Promoting Freshwater Conservation on World Water Day

This past Thursday, March 22nd, Sustainability Studies at RU students faculty marked the occasion of World Water Day — an annual event sponsored by the United Nations since 1992 to focus attention on the critical importance of freshwater and to advocate for the sustainable management of freshwater resources.

For several hours at RU’s Schaumburg Campus, SUST students Ellie Dimitrova and Amanda Zeigler ran an interactive table display featuring multimedia videos about urban sustainability and water ecology; a selection of books about water resources from Prof. Mike Bryson’s personal collection;

Lily Bryson, age 9 and 11/12ths. Future water scientist?

information about the Water in Schaumburg research project conducted by SUST 220 Water students this past fall; and best of all, a Bottled vs. Tap taste test, with able assistance from Prof. Bryson’s two young daughters, Lily (9) and Esmé (4). Our table set-up also featured posters created by Lily for a home-school science project on water conservation.

- **Provided information**:

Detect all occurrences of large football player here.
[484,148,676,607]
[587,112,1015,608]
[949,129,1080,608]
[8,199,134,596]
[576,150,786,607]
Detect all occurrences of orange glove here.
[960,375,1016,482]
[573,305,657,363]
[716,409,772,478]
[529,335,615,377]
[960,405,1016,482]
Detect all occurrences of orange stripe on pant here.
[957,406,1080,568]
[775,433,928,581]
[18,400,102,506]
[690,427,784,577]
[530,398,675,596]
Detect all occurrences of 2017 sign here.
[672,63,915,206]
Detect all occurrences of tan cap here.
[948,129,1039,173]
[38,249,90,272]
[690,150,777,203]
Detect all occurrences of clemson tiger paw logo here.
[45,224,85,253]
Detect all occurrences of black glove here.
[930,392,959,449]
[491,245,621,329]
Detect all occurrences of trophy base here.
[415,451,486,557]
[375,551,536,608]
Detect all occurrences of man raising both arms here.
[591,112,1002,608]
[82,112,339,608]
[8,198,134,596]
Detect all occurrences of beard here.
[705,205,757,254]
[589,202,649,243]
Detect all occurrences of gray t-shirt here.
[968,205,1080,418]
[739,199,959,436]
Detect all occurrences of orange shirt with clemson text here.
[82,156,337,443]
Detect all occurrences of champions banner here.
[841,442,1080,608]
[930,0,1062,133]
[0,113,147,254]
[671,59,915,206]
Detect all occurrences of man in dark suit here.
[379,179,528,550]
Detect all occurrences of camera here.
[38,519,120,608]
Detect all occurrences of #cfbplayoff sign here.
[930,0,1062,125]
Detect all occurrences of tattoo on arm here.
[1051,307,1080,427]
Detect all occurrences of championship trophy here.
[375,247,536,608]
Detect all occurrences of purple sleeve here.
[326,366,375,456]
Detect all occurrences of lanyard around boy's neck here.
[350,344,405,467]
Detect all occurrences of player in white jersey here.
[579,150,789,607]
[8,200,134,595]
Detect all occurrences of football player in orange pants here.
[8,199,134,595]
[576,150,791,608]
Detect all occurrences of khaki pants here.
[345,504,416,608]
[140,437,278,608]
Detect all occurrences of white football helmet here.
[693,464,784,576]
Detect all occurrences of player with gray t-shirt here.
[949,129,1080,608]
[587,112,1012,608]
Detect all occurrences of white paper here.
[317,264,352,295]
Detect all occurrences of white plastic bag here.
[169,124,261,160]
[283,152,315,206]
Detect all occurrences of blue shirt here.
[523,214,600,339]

- **What you will do**:
a – Answer these questions about the World Water Day post:
(i) Since what year has the United Nations sponsored World Water Day?
(ii) Which two SUST students ran the interactive table display?
(iii) Who created the posters that the table set-up featured, and for what?
b – List every person the World Water Day post names.
c – Carry on the post about World Water Day at RU from its final sentence.
The records have no role here.

- **Answers by task**:
a –
(i) 1992
(ii) Ellie Dimitrova and Amanda Zeigler
(iii) Lily, for a home-school science project on water conservation

b – Ellie Dimitrova, Amanda Zeigler, Mike Bryson, Lily Bryson, Esmé

c –
Our group interacted with dozens of faculty, students, and staff throughout the day, including RU President Chuck Middleton, Schaumburg Campus Provost Doug Knerr, and RU sustainability guru Paul Matthews (Assoc VP of Planning and Operations) — all of whom took the taste test, of course!

Esmé Bryson, age 4 and 5/6ths -- in front of WWD Taste Test posters designed by her sister, Lily

Those taste test results were most interesting. The students designed two different blind tasting protocols.

  • The first asked subjects to taste one cup of water and identify whether it was Schaumburg Campus tap water (from the hallway fountain) or Ice Mountain brand bottled water (purchased at the campus café).
  • The second had subjects taste two cups of water (one tap, the other bottled) and decide which “tasted better.”

In test #1, those who made correct guesses successfully identified tap water 11 times, and bottled water 4 times. Those who made incorrect guesses misidentified bottled water 4 times (meaning they incorrectly thought it was tap water).

In test #2, the results were even more fascinating: out of an admittedly small sample size of 39 people, a large majority of 28 (or 72%) preferred the taste of tap water, while only 11 (or 28%) chose bottled water.

SUST major Amanda Zeigler and her Jr. Assistant Esmé watch as another person takes the taste test

More importantly, the fun experience of having people take the test led into many informal discussions about the source of Schaumburg’s tap water (Lake Michigan) and the fundamental unsustainability of bottled water, which costs orders of magnitude more per unit volume than tap water.

For more pictures from the day, check out this online album.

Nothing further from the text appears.